:: EXCERPT ::

Digital artwork miscaptioned as satanic runway show
Images shared online of runway models are accompanied by claims they show a satanic collection presented at New York Fashion Week in February 2023. This is false; they are art pieces generated with artificial intelligence (AI) and digital software, the graphic designer who created them confirmed.
"NY fashion week… This is how sick these people are… '" says a February 19, 2023 tweet with more than 4,000 likes.
Screenshot of a tweet taken February 24, 2023
Other posts misattributing the images can be found elsewhere on Twitter and Facebook, and in Spanish.
Held twice a year, New York Fashion Week (NYFW) is one of four major global events for the industry. And while some designers push the boundaries of fashion, these are not images captured at the event in February.
AFP conducted a reverse image search and discovered the images were created by digital artist Rob Sheridan, whose social media handle can be seen in some of the posts.

:::

▸ TASKS TO CARRY OUT
[A] Rewrite the fact-check on the runway images, starting with "Held twice a" and going on through "event in February.", with "designers" renamed to "fashion houses".
[B] According to the fact-check on the runway images, who created the images that AFP traced with a reverse image search?

:: AVAILABLE DATA ::

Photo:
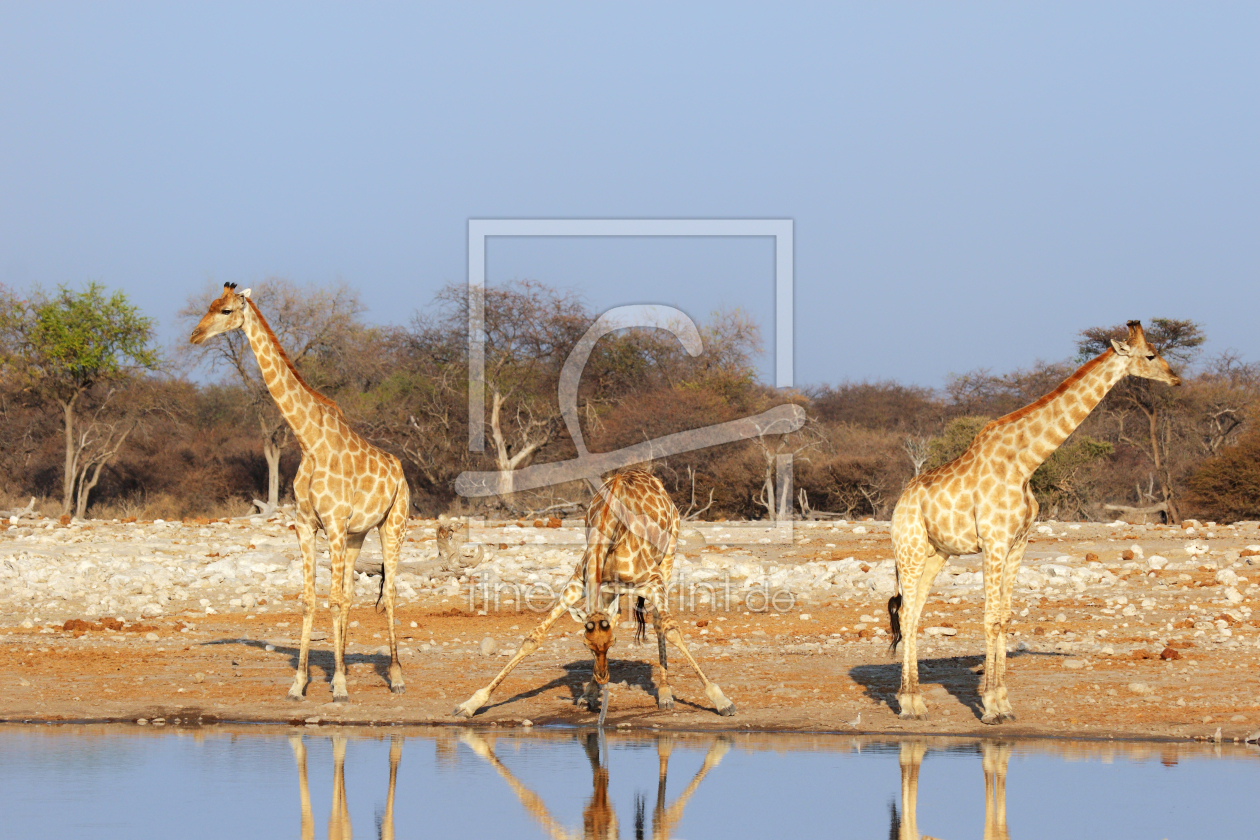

:::

▸ SOLVED PROBLEMS
[A]
Held twice a year, New York Fashion Week (NYFW) is one of four major global events for the industry. And while some fashion houses push the boundaries of fashion, these are not images captured at the event in February.

[B] Digital artist Rob Sheridan.